──────── Reading text ────────

So here I am, almost 52 years old, admitting that I enjoyed reading something aimed at an audience half my age, and even I am wondering – Why am I (a supposedly mature adult) still laughing out loud at stupid puns, fart jokes, crotch shots and ridiculous scenarios with monsters blowing up at regular intervals? Really! What is the matter with me?

It took the author’s Afterword at the very end of the book (Kindle e-reader version) for me to figure it out.  And then I knew why I was laughing at this type of humour… It was my dentist’s fault.

As a child of the 60s and 70s I had the kind of oral care that was typical of that day and age. We were the leading edge of the “Crest” generation, but my parents were immigrants with more children than dental plan, and I admit I wasn’t the most diligent brusher. (I’m not even sure dental floss had been invented.)  And sure, I went to the dentist, but it was all about being chastised for having too many cavities and getting my molars repaired with black fillings.

──────── Extracted information ────────

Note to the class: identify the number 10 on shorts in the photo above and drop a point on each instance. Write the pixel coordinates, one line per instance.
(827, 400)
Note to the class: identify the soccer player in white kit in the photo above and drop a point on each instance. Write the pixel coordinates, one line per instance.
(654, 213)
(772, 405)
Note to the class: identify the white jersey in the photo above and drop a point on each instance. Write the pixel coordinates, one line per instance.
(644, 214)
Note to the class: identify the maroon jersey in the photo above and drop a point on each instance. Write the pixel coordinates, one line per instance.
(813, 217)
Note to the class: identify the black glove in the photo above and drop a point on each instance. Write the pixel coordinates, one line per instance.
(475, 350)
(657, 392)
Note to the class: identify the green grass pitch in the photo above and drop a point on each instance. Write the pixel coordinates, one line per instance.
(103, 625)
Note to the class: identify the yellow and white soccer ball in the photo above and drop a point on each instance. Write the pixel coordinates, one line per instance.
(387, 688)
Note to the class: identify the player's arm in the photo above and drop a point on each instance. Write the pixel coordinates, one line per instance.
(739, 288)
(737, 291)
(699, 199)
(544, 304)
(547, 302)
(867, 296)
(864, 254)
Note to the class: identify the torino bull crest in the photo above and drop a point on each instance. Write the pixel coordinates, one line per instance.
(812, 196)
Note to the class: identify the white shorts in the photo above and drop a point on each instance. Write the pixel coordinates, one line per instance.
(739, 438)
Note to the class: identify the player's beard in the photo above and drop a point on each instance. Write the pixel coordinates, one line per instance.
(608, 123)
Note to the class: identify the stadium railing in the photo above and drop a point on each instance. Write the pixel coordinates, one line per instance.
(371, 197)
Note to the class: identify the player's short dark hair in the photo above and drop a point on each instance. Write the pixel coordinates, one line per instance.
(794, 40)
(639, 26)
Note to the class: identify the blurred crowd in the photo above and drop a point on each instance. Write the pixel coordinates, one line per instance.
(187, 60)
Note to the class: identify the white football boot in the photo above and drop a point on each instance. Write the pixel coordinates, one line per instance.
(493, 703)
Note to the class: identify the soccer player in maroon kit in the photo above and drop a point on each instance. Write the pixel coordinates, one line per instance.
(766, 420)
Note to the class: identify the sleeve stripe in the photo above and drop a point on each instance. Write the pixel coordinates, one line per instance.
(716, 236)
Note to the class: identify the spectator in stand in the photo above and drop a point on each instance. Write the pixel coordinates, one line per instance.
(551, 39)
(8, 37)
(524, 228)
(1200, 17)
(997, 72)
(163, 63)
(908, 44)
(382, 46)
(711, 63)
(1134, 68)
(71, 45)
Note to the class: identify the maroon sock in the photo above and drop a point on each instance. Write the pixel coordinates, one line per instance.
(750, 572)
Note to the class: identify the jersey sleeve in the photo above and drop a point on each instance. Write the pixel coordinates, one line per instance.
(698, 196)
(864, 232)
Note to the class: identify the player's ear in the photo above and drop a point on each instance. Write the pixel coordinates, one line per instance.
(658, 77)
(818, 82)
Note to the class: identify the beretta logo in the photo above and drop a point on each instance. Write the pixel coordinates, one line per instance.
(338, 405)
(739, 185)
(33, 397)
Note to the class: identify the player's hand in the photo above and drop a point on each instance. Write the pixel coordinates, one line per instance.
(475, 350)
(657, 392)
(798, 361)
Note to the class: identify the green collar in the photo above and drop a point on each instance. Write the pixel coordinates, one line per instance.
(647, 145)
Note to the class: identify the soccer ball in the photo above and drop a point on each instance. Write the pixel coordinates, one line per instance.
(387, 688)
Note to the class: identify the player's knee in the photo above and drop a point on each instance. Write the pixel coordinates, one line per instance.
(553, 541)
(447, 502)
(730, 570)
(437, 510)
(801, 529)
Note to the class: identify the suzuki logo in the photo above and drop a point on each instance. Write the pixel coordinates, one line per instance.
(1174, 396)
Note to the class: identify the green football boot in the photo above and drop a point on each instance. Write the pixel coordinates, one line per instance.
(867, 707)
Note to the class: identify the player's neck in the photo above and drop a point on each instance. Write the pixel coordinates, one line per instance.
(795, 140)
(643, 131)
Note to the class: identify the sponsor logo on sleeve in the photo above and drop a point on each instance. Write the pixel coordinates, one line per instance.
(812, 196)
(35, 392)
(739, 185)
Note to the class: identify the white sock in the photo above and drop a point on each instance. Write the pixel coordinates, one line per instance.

────────

* **Requirement A**
Reproduce the part of the review excerpt above from "So here I am, almost" up to and including "matter with me?".
* **Requirement B**
Answer these questions using the review excerpt above.
(i) What age does the writer say they are almost?
(ii) Which part of the book helped the writer figure out why they laughed at this humor?
(iii) What color were the fillings used to repair the writer's molars?

* **Expected output A**
So here I am, almost 52 years old, admitting that I enjoyed reading something aimed at an audience half my age, and even I am wondering – Why am I (a supposedly mature adult) still laughing out loud at stupid puns, fart jokes, crotch shots and ridiculous scenarios with monsters blowing up at regular intervals? Really! What is the matter with me?

* **Expected output B**
(i) Almost 52 years old.
(ii) The author's Afterword at the very end of the book.
(iii) Black.